__Problem description__.
According to the article on toxic houseplants, what makes philodendron toxic to humans and animals?

__Text under study__.

These Common Houseplants Are Toxic & Dangerous, Most People Have No Idea Of Consequences
ShareTap Staff 11/23/2016
In the world of home decor, house plants have long been the natural accessory to spice up any space. With the variety of indoor plants, picking one can literally be like picking art work with the perfect color, size, and texture to fit the space. With the beauty of house plants also comes the added benefit of having a natural air purifier that doesn't resemble an ugly humming plastic box.
It's no doubt that houseplants can be beneficial to the home environment, but if you’re not careful they can also cause harm, especially in households with young children and common pets. Folks at Better Homes and Garden warn agains inquisitive children and pets who might chew or crush the plant, causing allergic skin irritations, stomach upsets, or worse ailments that might require a doctor's visit. Don't let this scare you from heading to your local garden store though; just take along this list of common indoor plants that can prove toxic in your home with furry and non furry animals.
One of the most common house plants, philodendron, comes in vining and non-vining varieties. What makes this beloved plant toxic to humans and animals is the presence of calcium oxalate crystals. In humans, mild side effects, including a dermatitis reaction and the swelling of the mouth and digestive tract can occur. The results are more harmful to pets like cats and dogs causing pain, spasms, seizures, and swelling.
Narcissus or Daffodils
A spring time favorite, daffodils bulbs are often forced for indoor blooms and can be toxic if eaten by humans or pets. The Poison Garden claims that accidental ingestion of the daffodil bulbs is not uncommon since they look so similar to shallots or onions. Symptoms of ingestion include high blood pressure, intense stomach problems, irregular heartbeat, and even death.
Dieffenbachia or Dumb Cane
This house plant earns its unscientific name, dumb cane, from the fact that if eaten, the sap causes the tongue to burn and swell, enough to block off air to the throat. In large quantities, it can be fatal to both humans and pets.
Zamioculcas zamiifolia or ZZ Plant
With fleshy dark foliage, the ZZ Plant is considered to be a great addition to any room that tends to have low light. It is drought resistant making it an even better choice for those lacking a green thumb. Beware though, House Plant Experts warn that all parts of the ZZ plant are poisonous if ingested by humans and pets alike.
Flickr/Brooklyn Botanic Garden
Related to the philodendron an arrowhead plant is bushy with heart-shaped leaves. As the plant gets older, it produces climbing stems and arrowhead-shaped leaves. Arrowhead leaves can be toxic to humans and pets causing stomach upset, irritated skin, and vomiting. This plant is also a big shedder so watch out for fallen leaves that can be easily ingested.

__Extracted records__.
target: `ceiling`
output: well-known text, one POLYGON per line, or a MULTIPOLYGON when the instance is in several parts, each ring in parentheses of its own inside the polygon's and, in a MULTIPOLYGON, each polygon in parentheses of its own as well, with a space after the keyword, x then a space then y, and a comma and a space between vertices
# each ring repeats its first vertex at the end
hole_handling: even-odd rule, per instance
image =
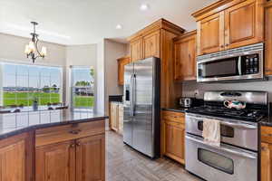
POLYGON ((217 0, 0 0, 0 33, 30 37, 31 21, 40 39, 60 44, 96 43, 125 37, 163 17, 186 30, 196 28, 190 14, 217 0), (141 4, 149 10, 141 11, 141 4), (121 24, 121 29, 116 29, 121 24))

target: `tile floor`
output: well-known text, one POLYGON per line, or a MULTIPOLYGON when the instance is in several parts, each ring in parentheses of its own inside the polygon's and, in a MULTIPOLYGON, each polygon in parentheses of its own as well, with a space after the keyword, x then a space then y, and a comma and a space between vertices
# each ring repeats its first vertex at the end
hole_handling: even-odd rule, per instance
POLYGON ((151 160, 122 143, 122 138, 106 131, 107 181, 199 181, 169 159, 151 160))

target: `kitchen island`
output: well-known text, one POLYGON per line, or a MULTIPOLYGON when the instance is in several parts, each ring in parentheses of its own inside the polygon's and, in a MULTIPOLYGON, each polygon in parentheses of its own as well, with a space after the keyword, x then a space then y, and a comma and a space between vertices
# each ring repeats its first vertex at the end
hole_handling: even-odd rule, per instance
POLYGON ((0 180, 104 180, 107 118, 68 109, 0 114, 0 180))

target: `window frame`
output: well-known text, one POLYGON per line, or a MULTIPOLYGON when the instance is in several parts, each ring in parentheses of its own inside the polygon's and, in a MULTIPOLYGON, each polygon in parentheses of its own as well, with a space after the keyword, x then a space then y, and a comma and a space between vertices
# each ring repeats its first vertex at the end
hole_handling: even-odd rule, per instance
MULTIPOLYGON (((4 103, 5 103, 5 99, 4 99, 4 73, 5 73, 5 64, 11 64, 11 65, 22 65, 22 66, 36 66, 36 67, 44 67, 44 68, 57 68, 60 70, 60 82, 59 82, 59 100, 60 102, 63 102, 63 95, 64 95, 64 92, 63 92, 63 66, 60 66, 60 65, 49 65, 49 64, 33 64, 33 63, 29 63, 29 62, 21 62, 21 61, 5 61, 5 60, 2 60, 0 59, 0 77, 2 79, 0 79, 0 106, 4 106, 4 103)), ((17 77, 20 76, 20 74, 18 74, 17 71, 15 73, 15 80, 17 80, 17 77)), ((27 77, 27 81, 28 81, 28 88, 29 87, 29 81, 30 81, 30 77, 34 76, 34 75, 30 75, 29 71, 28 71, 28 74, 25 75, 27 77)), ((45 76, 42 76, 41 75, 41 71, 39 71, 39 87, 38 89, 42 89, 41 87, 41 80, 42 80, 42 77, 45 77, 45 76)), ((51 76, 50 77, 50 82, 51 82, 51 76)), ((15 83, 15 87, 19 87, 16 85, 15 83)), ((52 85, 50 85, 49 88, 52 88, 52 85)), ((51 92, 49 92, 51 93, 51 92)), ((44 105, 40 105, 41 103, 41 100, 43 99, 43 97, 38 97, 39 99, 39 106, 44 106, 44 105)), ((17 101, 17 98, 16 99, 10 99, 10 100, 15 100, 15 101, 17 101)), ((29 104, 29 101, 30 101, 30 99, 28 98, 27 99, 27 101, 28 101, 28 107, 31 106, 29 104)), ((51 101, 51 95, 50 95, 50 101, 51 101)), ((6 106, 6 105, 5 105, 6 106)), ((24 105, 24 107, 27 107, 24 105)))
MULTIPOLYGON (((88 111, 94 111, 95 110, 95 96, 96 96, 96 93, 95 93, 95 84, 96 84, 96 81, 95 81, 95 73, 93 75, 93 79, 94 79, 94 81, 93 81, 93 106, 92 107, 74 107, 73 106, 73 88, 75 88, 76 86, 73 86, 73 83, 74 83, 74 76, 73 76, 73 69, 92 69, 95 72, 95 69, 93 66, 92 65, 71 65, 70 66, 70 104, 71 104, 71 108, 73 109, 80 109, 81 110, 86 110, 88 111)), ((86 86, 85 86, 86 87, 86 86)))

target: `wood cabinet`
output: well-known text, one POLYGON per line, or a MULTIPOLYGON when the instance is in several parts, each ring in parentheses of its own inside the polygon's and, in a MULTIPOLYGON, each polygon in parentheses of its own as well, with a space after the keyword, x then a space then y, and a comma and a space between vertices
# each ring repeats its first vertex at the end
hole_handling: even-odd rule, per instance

* * *

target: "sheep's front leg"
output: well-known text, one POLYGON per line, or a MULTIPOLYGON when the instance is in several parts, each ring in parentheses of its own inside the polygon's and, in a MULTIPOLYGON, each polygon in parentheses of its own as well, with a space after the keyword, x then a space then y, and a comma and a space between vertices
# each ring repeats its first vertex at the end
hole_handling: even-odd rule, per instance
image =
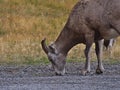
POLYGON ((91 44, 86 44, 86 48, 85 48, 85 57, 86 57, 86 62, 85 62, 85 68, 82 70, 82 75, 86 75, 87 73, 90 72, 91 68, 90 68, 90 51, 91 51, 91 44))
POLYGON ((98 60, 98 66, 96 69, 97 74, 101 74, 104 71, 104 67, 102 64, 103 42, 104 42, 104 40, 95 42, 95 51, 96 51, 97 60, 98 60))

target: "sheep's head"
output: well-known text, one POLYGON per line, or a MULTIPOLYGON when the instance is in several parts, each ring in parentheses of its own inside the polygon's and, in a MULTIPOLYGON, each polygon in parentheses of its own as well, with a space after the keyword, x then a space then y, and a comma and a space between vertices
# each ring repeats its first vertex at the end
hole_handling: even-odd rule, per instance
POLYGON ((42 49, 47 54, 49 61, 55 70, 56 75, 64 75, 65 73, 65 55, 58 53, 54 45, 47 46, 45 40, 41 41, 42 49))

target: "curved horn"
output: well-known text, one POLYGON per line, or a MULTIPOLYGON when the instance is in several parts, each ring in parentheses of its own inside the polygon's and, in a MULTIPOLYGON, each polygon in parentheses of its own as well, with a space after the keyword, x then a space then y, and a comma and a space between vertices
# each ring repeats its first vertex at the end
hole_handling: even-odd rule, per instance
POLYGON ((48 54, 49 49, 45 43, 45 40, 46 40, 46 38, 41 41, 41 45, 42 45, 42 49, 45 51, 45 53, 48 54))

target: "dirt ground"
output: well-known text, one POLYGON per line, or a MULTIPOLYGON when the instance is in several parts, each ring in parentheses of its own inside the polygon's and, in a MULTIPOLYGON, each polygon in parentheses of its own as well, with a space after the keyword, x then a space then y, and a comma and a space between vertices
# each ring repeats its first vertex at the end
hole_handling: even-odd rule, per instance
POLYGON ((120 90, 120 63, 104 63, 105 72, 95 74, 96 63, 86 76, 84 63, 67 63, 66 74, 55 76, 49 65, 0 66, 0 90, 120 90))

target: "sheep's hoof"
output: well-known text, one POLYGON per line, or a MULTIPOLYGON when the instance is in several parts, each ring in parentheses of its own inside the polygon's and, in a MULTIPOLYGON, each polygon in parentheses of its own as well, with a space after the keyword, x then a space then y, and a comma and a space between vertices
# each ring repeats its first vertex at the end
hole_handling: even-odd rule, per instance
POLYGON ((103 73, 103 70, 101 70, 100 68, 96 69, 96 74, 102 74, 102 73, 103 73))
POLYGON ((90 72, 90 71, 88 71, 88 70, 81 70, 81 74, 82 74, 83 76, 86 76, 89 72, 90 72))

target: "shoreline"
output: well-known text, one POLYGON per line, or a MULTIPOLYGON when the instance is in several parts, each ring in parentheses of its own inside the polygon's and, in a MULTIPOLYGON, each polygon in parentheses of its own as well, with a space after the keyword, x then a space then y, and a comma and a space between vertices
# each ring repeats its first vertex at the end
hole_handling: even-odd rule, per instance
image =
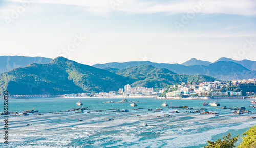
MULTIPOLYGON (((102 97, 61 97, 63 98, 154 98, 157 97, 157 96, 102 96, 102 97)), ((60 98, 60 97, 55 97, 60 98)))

__Answer space__.
The presence of calcium oxalate crystals.